- _TASK GOAL_
Reproduce verbatim every line from the one containing "Draw the outline of every instance of the sky" through the end of the entries below. Omit the pictures from your answer.

╭──

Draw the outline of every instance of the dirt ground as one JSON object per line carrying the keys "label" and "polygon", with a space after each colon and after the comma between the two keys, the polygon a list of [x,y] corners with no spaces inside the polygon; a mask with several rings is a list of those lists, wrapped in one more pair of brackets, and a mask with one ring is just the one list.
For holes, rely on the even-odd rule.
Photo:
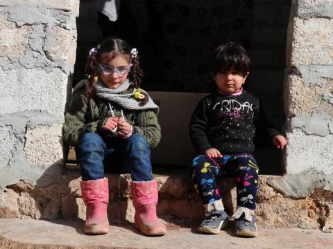
{"label": "dirt ground", "polygon": [[234,234],[230,225],[217,235],[196,226],[169,225],[160,237],[142,235],[133,223],[111,225],[108,234],[84,234],[83,221],[0,219],[0,248],[333,248],[333,234],[300,228],[259,229],[256,238]]}

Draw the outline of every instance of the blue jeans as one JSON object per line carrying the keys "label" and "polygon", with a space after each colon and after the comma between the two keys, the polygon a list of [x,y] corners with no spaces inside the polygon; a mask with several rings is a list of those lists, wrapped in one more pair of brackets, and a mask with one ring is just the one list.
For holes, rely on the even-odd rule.
{"label": "blue jeans", "polygon": [[130,173],[135,181],[153,179],[149,145],[139,134],[105,140],[98,133],[85,133],[76,148],[76,157],[83,181],[103,178],[104,171]]}

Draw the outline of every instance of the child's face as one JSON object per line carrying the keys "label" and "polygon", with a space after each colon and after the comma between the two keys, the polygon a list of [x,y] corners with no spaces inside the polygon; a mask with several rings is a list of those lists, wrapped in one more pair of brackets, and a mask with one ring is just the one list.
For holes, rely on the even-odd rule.
{"label": "child's face", "polygon": [[243,73],[231,68],[228,71],[221,71],[216,75],[213,75],[213,77],[221,91],[232,94],[241,88],[249,72],[247,72],[243,75]]}
{"label": "child's face", "polygon": [[101,55],[101,80],[108,88],[116,89],[126,80],[132,65],[124,55],[113,57],[110,53],[103,53]]}

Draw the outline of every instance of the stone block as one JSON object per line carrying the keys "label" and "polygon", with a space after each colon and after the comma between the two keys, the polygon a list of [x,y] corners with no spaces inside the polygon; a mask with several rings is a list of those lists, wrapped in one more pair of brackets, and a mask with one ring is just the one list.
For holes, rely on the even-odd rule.
{"label": "stone block", "polygon": [[[290,24],[287,64],[333,64],[333,19],[294,17]],[[292,35],[291,35],[292,34]],[[292,38],[291,38],[292,37]]]}
{"label": "stone block", "polygon": [[287,132],[286,172],[333,174],[333,135],[309,135],[300,129]]}
{"label": "stone block", "polygon": [[0,192],[0,218],[19,216],[18,198],[19,194],[10,189]]}
{"label": "stone block", "polygon": [[49,165],[63,157],[62,123],[27,127],[24,151],[31,165]]}
{"label": "stone block", "polygon": [[301,128],[307,134],[325,136],[329,133],[327,117],[313,113],[311,117],[298,116],[291,118],[291,128]]}
{"label": "stone block", "polygon": [[65,60],[74,65],[76,53],[76,36],[73,30],[53,26],[44,46],[46,57],[51,61]]}
{"label": "stone block", "polygon": [[301,18],[333,18],[333,2],[332,0],[298,0],[298,3],[296,15]]}
{"label": "stone block", "polygon": [[12,160],[12,154],[16,150],[16,145],[19,142],[19,138],[14,134],[10,126],[0,126],[0,168],[10,163]]}
{"label": "stone block", "polygon": [[0,57],[22,57],[28,48],[31,26],[17,27],[7,19],[7,13],[0,8]]}
{"label": "stone block", "polygon": [[286,80],[285,97],[287,116],[309,116],[312,113],[333,115],[333,104],[323,98],[333,91],[333,80],[325,79],[325,86],[307,85],[297,75],[289,75]]}
{"label": "stone block", "polygon": [[59,68],[0,71],[0,113],[41,110],[62,116],[67,84]]}
{"label": "stone block", "polygon": [[41,8],[55,8],[65,11],[74,11],[78,16],[80,0],[1,0],[0,6],[28,6]]}

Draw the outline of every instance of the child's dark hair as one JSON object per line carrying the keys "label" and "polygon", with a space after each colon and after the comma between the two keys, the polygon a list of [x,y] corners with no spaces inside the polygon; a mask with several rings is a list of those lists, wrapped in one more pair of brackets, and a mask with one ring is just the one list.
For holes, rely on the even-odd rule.
{"label": "child's dark hair", "polygon": [[96,78],[101,73],[100,62],[103,53],[110,53],[112,57],[124,55],[133,64],[128,73],[128,78],[133,86],[140,87],[143,72],[139,63],[139,55],[131,56],[132,47],[125,41],[119,38],[108,38],[97,46],[96,49],[89,53],[85,65],[85,72],[88,75],[88,84],[85,87],[85,93],[89,99],[96,95]]}
{"label": "child's dark hair", "polygon": [[249,71],[251,64],[245,48],[234,42],[219,46],[213,50],[210,61],[212,73],[214,75],[221,71],[233,68],[245,76]]}

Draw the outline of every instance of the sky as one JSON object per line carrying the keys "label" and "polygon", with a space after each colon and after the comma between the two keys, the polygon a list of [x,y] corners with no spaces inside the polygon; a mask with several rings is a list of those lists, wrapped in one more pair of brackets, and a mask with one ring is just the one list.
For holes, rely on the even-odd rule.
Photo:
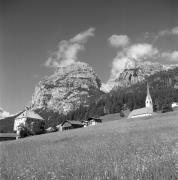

╰──

- _OUTPUT FOR THIS TASK_
Draw the outline of every instance of the sky as one JSON object per line carrying the keys "label" and "polygon", with a space after each colon and after the comma between the two keys, the polygon a list of [x,y] corners with no spaces inside the polygon; a mask with several rings is a list of those lists, wrapped in one more pair of brackets, and a mask with one ring is just the one list.
For holes, rely on the even-odd rule.
Photo:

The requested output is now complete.